(Data in this exercise Opens)

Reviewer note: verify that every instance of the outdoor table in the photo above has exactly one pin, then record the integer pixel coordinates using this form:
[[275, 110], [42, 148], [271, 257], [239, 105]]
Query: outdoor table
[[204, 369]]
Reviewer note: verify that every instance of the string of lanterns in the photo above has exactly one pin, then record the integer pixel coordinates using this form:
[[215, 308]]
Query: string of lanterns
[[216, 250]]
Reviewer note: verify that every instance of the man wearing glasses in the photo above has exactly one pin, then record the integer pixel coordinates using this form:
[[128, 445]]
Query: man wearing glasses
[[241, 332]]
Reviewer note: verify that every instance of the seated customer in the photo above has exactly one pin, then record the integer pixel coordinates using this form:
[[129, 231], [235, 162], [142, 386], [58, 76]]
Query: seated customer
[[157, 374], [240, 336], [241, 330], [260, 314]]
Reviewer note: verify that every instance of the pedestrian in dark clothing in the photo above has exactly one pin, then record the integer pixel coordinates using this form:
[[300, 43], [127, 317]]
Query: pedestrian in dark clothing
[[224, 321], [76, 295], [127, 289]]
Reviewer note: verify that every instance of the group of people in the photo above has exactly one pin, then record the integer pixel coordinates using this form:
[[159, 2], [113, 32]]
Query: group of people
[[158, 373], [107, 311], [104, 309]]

(Data in this exercise Closes)

*Task prompt*. Restate every entry word for word.

*Written solution*.
Reviewer note: verify that every instance of the outdoor table in the photo above has exactly one pin, then record the integer pixel coordinates using this form:
[[275, 110], [42, 148], [271, 257], [239, 105]]
Query: outdoor table
[[204, 369]]
Reviewer note: verify that every instance of the string of lanterns in the photo above has exactly one pin, then record the integer pixel coordinates using this form:
[[215, 308]]
Query: string of lanterns
[[216, 250]]
Reviewer note: verify that every instance of the man wearing glasses in the photo above has exactly one pin, then record the integer pixel coordinates using this form:
[[128, 445]]
Query: man wearing glasses
[[241, 332]]
Reviewer note: verify that every instance of the seated customer in the photo above has exactly one pin, then record the integer pixel coordinates using this form:
[[129, 231], [235, 162], [142, 386], [58, 76]]
Query: seated customer
[[157, 374], [240, 336], [241, 330], [260, 314]]
Reviewer note: verify that every instance of the pedestrian in dark clothing in the photo above has exactly one pin, then record the integer pixel coordinates using this form:
[[300, 43], [127, 317]]
Query: pedestrian in dark clothing
[[224, 321], [76, 295], [127, 289]]
Reviewer note: verify that every instance of the group of people in the photo above has exactly one pin, then record the integer pixel coordinates using this form:
[[159, 2], [113, 32]]
Query: group of people
[[158, 373], [107, 311], [104, 309]]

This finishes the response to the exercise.